(Entries from a pointing dataset)
::::

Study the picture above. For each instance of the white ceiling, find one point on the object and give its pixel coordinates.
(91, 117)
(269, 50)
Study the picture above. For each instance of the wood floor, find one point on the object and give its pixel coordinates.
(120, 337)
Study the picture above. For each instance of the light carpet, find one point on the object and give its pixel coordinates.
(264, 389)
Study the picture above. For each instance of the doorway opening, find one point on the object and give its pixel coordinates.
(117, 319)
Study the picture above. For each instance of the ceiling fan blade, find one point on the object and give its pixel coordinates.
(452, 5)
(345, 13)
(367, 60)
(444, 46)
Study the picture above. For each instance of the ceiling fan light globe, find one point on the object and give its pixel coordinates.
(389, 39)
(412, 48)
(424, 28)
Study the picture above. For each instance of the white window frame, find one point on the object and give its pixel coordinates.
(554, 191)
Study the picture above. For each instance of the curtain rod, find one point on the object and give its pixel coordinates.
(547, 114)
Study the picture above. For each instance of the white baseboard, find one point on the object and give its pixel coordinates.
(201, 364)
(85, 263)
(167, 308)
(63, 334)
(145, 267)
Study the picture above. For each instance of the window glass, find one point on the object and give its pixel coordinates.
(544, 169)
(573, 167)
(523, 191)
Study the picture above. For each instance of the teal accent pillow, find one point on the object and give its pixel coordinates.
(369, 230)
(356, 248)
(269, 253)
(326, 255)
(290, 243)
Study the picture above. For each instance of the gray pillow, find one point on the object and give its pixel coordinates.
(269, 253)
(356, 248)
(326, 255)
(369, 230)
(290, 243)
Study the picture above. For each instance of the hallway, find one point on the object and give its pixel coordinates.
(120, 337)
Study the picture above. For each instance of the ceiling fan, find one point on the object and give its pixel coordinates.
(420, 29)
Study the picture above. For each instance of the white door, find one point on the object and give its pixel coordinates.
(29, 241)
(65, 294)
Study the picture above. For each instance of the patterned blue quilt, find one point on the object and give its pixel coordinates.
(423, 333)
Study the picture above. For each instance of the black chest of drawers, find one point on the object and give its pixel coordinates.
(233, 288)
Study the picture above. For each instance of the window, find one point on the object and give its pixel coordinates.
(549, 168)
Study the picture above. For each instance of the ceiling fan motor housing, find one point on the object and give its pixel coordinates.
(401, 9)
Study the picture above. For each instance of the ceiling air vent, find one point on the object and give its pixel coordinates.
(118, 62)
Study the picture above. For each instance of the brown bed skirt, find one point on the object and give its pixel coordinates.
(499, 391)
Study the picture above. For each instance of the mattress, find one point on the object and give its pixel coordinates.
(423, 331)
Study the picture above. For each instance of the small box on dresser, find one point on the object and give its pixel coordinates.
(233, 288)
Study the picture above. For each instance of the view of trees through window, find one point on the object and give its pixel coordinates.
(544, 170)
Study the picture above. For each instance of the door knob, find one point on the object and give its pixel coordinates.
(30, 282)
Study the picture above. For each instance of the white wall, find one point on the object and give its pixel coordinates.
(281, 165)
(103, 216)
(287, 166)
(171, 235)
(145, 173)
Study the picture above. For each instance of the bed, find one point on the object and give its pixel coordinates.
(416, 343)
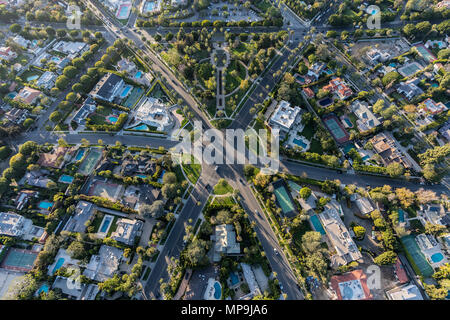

::::

Exercise task >> Reproduce every one of the records above word for word, with the pictures omitted.

Solution to this problem >>
Study the picture above. For each instance of the white ceiling, find one point on the object and give its pixel coordinates.
(91, 117)
(269, 50)
Study the picture above. For each instance of the wood floor, find one point on the object and give its pixel coordinates.
(120, 337)
Study the picture above. For each instance of the light carpet, find one point on the object and give its pixel coordinates.
(264, 389)
Study the picture above. For each instance of the doorway opening, find one point on the object and give its pixel coordinates.
(117, 319)
Study the picture above. For each instance of the ceiling fan blade, find one point on the object and give its pixel coordinates.
(452, 5)
(345, 13)
(367, 60)
(444, 46)
Study the picture above. For each instance of the ceiling fan light globe, find one point on the object and give its pixel coordinates.
(389, 39)
(412, 48)
(424, 28)
Study the picture above. For each instance of the white window frame, find one point on the object and give its pixel coordinates.
(554, 191)
Study the picture above. For each instance of the curtain rod, find one point on the object and give its pixel coordinates.
(547, 114)
Study the picture above. For each instance of the white baseboard, find one point on the object and give its pixel coordinates.
(201, 364)
(85, 263)
(167, 308)
(63, 334)
(145, 267)
Study the picture above. For each instance of the window glass, find one point on the object and give its pixel coordinates.
(544, 169)
(573, 167)
(523, 191)
Study the picture above. For each instance of the teal accent pillow, find one point on the object and give its pixel coordinates.
(369, 230)
(356, 248)
(269, 253)
(326, 255)
(290, 243)
Study the picture above. For each instance of the gray pillow, find one point on the object and give its pixel coordinates.
(269, 253)
(356, 248)
(326, 255)
(369, 230)
(290, 243)
Study the picture above. For each instance of the hallway, find one point on the object and give its pixel coordinates.
(120, 337)
Study the picture above. For each instance of the ceiling fan, find one point on the object and give its pixel coordinates.
(420, 29)
Study the picture above. For each instance of the white door, find one point on the object and give its pixel coordinates.
(29, 241)
(65, 294)
Study the picture above. For each instance of the patterned blue quilt, find one point on the object and give its pixel coordinates.
(423, 333)
Study the picture above. For each instance of the black chest of drawers, find one point on the object and give its pixel coordinates.
(233, 288)
Study the picture above. For each instance of the window, find one point on the object and give its pixel coordinates.
(549, 168)
Study the picture above. For each instance of the ceiling fan motor housing, find one point on the object and give its pixel coordinates.
(401, 9)
Study the picture above. For each instance of the ceiling air vent, find one point on the object and give its pixel coordinates.
(118, 62)
Study the picture above. For each instance of the brown bed skirt, find one point on the object and give its pixel coordinates.
(499, 391)
Study the picture above. For each instance of the mattress, find one point on the object and give its pixel coordinates.
(423, 331)
Study the picture above. For each instance of the small box on dresser, find one point on the object and give its pixel coordinates.
(233, 288)
Study the picture above. For each instance of the view of trees through window, find one point on the object and give its pixel coordinates.
(544, 170)
Study the picture above. For each instance of the door knob, find one point on the object and give its pixel coordinates.
(30, 282)
Study the picture above. For each instance of the white wall, find one point on the object and give its pixel coordinates.
(281, 165)
(103, 216)
(287, 166)
(171, 235)
(145, 173)
Study the picture above. For each instance of the bed, find one point on the object and give its pixel coordinates.
(416, 343)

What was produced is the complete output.